Problems to work on:
1 - From the email thread on application names below, extract word for word the passage running from "I'd support having" to "with proper capitalisation.)".
2 - Extend the email discussion about naming Juju applications, writing on from the point where it stops.

Provided passage:
########

Application names starting with digits

John Meinel john at arbash-meinel.com
Sun Dec 4 14:38:42 UTC 2016


I'd support having a fully unicode display name. I'm not sure what is best
for the short name. (That also gives us things like "vSphere" and "MySQL"
with proper capitalisation.)

The problem with full unicode is that do to things like accent chars and
wide form, you can easily have 2 names that look identical to a human but
are not the same. It was one of the attack vectors for Unicode URLs.

http://unicode.org/reports/tr36/

John
=:->

On Dec 2, 2016 9:03 PM, "Marco Ceppi" <marco.ceppi at canonical.com> wrote:

> On Fri, Dec 2, 2016 at 11:18 AM Nate Finch <nate.finch at canonical.com>
> wrote:
>
>> I generally assume that "hard to type" doesn't apply when you're talking
>> about someone's native language.  Yes, you or I would have trouble
>> typing 數據庫 (database), but to someone in China, that's probably a word they
>> type all the time.  Forcing people to use an English translation for the
>> name of their software is not very welcoming in this day and age.
>>
>
> Realistically, alpha-numerics are the most accessible character base
> today. Unicode domains, the global index of ip addresses, just recently
> added unicode support. If you have a charm in the store named 數據庫, only
> those with keyboards that support those characters will work (without a lot
> of time fumbling unicode libraries). My point was more this, for
> accessibility I think the middle ground is:
>
> juju deploy mysql 數據庫
>
> You're taking a named product, which is a flat - alpha numerical - charm
> name that everyone can type and access, and deploying it in Juju as a name
> pertinent to you.
>
> I'm sure this adds more complexities to core, in general, but it's the
> only place I could imagine unicode working well, even then it's a bit of a
> stretch weighing the pros and cons for the amount of work needed to support
> unicode throughout Juju as an application name.
>
> Marco
>
>
>> On Fri, Dec 2, 2016 at 10:46 AM Marco Ceppi <marco.ceppi at canonical.com>
>> wrote:
>>
>> On Fri, Dec 2, 2016 at 10:31 AM Nate Finch <nate.finch at canonical.com>
>> wrote:
>>
>> One thing we *could* do to support non-english names that would not
>> entirely open the door to emoji etc is to simply constrain the names to
>> unicode letters and numbers.  Thus you could name something 數據庫 but
>> not 💩💩💩💩.

########

Collected material:
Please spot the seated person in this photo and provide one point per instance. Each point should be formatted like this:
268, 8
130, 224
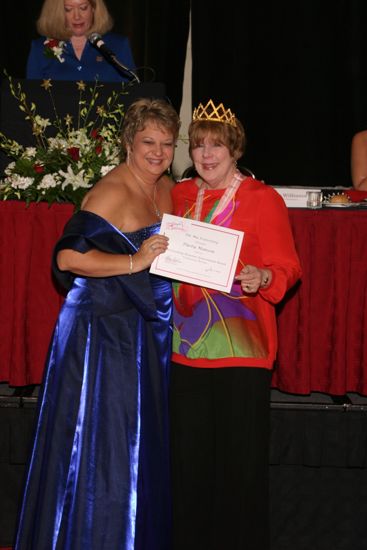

########

Answers below:
1 -
I'd support having a fully unicode display name. I'm not sure what is best
for the short name. (That also gives us things like "vSphere" and "MySQL"
with proper capitalisation.)

2 -
>>
>>
>> I bothered Rick about this a while ago (half jokingly) since I own
>>  http://💩☁.ws <http://xn--l3h.ws> (poo cloud!) and was going to make a
>> charm accompanying that name. Localized unicode characters - emoji or
>> otherwise - are still a difficult UX compared to alphanumerics. It takes me
>> 10 mins to find the emojis to type the damn domain in if I'm not on a phone.
>>
>> The only path for unicode names I could see happening, and it's a
>> stretch, is if the application name can be set to a larger range of
>> characters. Where you may want to name horizon deployed in your environment
>> to something localized (or emoji) but the charm name should be flat and
>> simple.
>>
>> On Fri, Dec 2, 2016 at 9:29 AM Mark Shuttleworth <mark at ubuntu.com> wrote:
>>
>> On 02/12/16 09:23, Adam Collard wrote:
>>
>> True, but we could do normalisation in the charm store to prevent
>> malicious names. I think it's an important aspect of software in the modern
>> world that it can support the wide array of languages that we humans use.
>>
>>
>> This just transfers the definition of 'OK' to a different codebase.
>>
>> It's much better to have a simple rule that can be well documented,
>> enforced the same way in store and client and snapd, and typed on any
>> laptop without having to refer to the internet for assistance.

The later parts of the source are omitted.